Recycling Processes and Environmental Impact

Glass Recycling

Glass is a silicate that melts at 1200 degrees Celsius. It consists primarily of silica (mainly from quartz), along with limestone and other materials that impart different colors.

Glass Recycling Process:

  • Washing, screening, and selection
  • Magnetic phase selection
  • Manual separation of contaminants
  • Screening
  • Manual separation of pollutants or grinding

Polymer Recycling

A polymer is a high molecular mass compound consisting of many repeating units (monomers).

Polymer Recycling Process:

  • Opening the bags
  • Drum sieve
  • Air separator
  • Magnetic separation
  • Visual separation of shredder operations
  • Washing and crushing
  • Shredding
  • Removal of heavy fraction

Paper and Cardboard Recycling

Paper and cardboard represent the second-largest fraction of generated waste, with food waste being the largest. Approximately 70% of paper and cardboard waste is recyclable. Per capita consumption of paper has doubled in the past 15 years, growing faster than GDP.

Paper Recycling Process:

  • Pulping waste
  • De-inking
  • Filtering and washing
  • Pressing
  • Drying

Iron Recycling

Iron recycling involves the separation of useful and hazardous materials, crushing, and reuse in production processes. 100% of scrap iron is used, achieved through simple separation with magnets.

Aluminum Recycling

Aluminum recycling uses magnetic separators or Foucault currents, followed by crushing, deslacamineto (removal of slag), casting, and rolling.
——————
▶ [TASK LIST]:
a) In the recycling text, copy the part starting with "Iron recycling involves" and going on through "casting, and rolling.", and swap "casting" for "melting".
b) In the recycling text, condense the paragraph beginning "Paper and cardboard represent" into a short bulleted list that keeps its main facts.
The lines that come after this text are separate material and are not part of the text on recycling.

▶ [RECORDED DATA]:
——————
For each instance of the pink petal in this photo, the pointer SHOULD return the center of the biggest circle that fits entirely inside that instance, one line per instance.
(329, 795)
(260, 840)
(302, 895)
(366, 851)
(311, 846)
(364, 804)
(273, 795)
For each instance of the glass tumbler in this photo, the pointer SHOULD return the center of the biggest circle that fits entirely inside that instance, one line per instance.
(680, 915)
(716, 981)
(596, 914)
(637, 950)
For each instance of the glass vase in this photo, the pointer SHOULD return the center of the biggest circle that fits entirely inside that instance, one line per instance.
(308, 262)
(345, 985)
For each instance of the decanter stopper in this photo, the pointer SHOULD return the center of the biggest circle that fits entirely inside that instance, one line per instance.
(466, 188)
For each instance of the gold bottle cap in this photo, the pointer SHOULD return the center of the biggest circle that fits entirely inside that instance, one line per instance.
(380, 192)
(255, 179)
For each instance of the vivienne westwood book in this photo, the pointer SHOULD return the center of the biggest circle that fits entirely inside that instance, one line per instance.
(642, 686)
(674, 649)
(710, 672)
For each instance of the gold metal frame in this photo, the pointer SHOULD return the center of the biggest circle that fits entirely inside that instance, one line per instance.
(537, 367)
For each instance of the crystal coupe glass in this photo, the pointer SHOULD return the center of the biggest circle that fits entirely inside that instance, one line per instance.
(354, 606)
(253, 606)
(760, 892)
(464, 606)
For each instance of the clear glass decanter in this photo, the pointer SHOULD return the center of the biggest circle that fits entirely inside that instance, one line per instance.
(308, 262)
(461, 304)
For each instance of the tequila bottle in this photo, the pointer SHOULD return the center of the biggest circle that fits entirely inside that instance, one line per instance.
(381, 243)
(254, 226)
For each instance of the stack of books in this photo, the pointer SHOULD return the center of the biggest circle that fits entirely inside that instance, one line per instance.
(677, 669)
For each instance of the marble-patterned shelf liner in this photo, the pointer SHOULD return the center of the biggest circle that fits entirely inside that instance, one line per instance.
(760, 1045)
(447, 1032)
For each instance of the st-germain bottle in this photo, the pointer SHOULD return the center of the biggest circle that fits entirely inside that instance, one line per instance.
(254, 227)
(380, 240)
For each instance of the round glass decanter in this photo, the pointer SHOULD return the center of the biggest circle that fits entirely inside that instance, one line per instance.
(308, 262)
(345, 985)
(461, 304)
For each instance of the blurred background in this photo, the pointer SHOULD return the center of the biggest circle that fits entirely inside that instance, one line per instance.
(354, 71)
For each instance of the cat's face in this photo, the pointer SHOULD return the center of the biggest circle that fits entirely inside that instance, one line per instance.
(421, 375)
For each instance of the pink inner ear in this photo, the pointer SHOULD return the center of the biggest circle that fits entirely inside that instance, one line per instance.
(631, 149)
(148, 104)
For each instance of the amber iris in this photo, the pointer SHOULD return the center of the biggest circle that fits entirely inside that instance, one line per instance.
——————
▶ [RESPONSES PER TASK]:
a)
Iron recycling involves the separation of useful and hazardous materials, crushing, and reuse in production processes. 100% of scrap iron is used, achieved through simple separation with magnets.

Aluminum Recycling

Aluminum recycling uses magnetic separators or Foucault currents, followed by crushing, deslacamineto (removal of slag), melting, and rolling.

b)
- Paper and cardboard are the second-largest fraction of generated waste, after food waste.
- About 70% of paper and cardboard waste is recyclable.
- Per capita paper consumption has doubled in the past 15 years, growing faster than GDP.